* Work required *
From the records below, output exactly the lines running from the line containing "like (396, 225)." through the line containing "like (60, 240).", and no others.

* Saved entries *
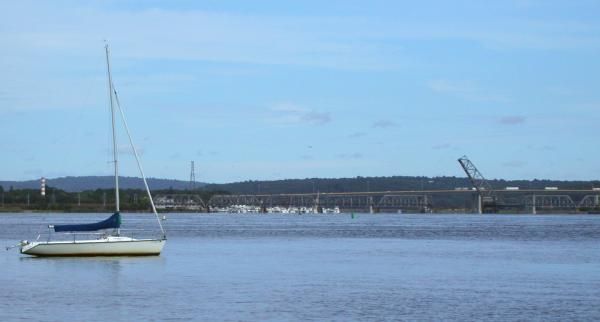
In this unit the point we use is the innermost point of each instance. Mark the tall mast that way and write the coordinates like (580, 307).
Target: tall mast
(112, 112)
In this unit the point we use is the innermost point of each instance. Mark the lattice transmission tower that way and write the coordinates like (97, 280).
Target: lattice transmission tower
(192, 176)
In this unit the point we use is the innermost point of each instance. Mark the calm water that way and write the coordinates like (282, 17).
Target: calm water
(317, 267)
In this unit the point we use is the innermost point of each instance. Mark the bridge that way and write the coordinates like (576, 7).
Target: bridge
(480, 198)
(508, 199)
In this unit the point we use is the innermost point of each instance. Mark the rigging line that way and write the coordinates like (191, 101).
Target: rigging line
(137, 159)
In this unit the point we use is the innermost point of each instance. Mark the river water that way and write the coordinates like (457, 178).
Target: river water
(222, 267)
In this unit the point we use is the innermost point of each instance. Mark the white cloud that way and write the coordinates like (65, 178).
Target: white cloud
(464, 90)
(288, 114)
(384, 124)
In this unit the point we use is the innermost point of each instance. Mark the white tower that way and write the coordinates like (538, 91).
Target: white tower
(43, 187)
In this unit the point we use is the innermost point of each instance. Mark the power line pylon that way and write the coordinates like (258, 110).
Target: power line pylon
(192, 176)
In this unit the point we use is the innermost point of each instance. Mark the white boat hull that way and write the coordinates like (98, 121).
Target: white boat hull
(111, 246)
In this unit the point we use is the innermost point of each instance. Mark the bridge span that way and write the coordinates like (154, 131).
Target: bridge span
(460, 199)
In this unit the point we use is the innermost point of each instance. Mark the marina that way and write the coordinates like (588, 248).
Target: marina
(232, 267)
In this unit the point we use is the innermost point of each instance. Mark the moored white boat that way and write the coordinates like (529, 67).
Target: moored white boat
(110, 242)
(105, 246)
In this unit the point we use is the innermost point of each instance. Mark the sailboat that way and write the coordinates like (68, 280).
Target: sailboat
(109, 241)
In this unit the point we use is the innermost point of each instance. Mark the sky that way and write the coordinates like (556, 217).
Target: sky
(263, 90)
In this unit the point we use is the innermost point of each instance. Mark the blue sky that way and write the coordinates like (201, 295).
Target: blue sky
(295, 89)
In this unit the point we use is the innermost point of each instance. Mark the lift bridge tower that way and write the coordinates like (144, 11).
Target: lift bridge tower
(487, 200)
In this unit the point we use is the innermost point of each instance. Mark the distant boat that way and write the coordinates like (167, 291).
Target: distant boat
(109, 241)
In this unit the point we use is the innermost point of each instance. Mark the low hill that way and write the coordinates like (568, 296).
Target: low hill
(76, 184)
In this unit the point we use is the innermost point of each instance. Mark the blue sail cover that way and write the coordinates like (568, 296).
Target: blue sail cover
(113, 221)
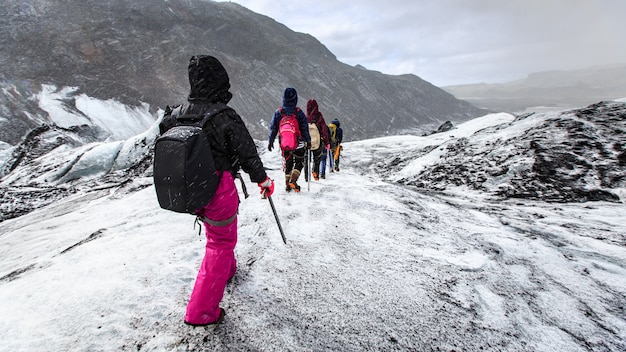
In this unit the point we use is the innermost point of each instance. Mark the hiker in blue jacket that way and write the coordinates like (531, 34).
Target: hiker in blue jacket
(293, 160)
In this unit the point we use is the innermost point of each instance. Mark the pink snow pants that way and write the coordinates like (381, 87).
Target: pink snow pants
(218, 265)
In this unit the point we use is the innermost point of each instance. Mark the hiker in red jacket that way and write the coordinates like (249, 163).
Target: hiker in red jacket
(232, 148)
(317, 124)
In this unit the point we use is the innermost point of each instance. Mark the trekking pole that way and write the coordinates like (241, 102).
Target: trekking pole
(280, 227)
(309, 171)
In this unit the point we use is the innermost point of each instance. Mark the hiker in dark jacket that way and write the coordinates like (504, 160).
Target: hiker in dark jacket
(293, 160)
(314, 116)
(336, 136)
(233, 148)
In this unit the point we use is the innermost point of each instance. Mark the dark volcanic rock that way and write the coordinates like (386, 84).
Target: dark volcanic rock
(571, 156)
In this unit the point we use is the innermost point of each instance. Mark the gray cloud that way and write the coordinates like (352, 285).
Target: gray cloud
(458, 41)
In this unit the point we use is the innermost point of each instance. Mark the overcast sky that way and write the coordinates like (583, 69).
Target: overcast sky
(450, 42)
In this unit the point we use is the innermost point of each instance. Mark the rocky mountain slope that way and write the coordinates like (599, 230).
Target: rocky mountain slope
(568, 156)
(137, 52)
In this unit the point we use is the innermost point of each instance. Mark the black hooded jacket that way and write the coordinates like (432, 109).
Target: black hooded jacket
(231, 143)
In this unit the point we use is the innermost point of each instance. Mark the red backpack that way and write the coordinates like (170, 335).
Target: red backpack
(288, 130)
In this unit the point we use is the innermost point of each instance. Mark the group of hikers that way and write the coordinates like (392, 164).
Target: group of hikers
(210, 141)
(304, 137)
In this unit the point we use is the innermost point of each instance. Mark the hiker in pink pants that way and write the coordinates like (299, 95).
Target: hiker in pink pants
(233, 148)
(218, 265)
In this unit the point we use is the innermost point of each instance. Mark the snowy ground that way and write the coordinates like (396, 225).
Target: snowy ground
(368, 265)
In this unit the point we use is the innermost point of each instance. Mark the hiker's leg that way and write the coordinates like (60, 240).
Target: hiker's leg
(323, 163)
(317, 155)
(219, 264)
(289, 162)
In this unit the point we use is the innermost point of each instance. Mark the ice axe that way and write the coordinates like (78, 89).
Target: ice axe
(280, 227)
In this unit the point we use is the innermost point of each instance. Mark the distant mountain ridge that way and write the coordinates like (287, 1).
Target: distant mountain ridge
(137, 52)
(557, 89)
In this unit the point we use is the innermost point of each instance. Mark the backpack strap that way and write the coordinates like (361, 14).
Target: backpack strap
(217, 223)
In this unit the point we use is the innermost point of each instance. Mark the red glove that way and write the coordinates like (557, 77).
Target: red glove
(267, 187)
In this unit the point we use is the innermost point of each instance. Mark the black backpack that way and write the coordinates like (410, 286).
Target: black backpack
(184, 171)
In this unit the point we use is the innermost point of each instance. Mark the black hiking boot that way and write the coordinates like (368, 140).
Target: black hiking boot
(219, 320)
(295, 187)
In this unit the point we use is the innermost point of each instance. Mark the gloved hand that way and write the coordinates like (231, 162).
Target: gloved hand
(267, 187)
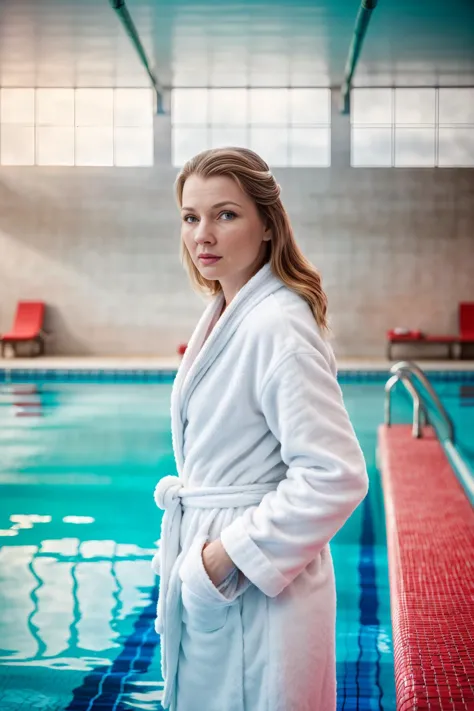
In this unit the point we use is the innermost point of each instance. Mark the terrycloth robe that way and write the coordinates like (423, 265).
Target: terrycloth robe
(268, 461)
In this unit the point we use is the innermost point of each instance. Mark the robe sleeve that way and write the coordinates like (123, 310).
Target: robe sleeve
(326, 478)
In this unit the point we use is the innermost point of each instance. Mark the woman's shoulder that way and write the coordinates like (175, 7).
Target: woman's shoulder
(282, 325)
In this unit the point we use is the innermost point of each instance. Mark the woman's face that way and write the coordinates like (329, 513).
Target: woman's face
(218, 218)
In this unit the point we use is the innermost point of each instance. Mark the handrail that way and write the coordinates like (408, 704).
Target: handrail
(418, 408)
(403, 371)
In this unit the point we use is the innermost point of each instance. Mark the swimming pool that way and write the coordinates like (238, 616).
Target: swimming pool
(78, 526)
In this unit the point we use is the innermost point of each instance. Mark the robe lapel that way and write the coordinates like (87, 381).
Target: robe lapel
(197, 360)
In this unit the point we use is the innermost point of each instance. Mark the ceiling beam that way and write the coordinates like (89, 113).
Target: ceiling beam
(362, 22)
(125, 18)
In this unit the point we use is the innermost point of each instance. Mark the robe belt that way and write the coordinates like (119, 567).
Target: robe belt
(172, 496)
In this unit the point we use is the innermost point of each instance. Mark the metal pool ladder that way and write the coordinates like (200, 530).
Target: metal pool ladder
(407, 373)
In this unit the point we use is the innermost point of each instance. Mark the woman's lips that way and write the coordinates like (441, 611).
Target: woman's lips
(209, 260)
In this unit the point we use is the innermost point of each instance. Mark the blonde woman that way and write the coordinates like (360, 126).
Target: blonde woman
(269, 467)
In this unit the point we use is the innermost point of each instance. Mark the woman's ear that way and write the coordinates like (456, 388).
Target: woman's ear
(268, 234)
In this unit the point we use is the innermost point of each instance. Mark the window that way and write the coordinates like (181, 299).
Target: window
(412, 127)
(82, 127)
(288, 127)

* Response for this exercise *
In this unit the point we use is the innermost point of each instance. Mark the snowy ground that way and write the coordinates like (396, 225).
Target: snowy ground
(368, 265)
In this unit the point we use is the innermost point of each instance. Mark the hiker's leg that way and write the coordinates like (60, 240).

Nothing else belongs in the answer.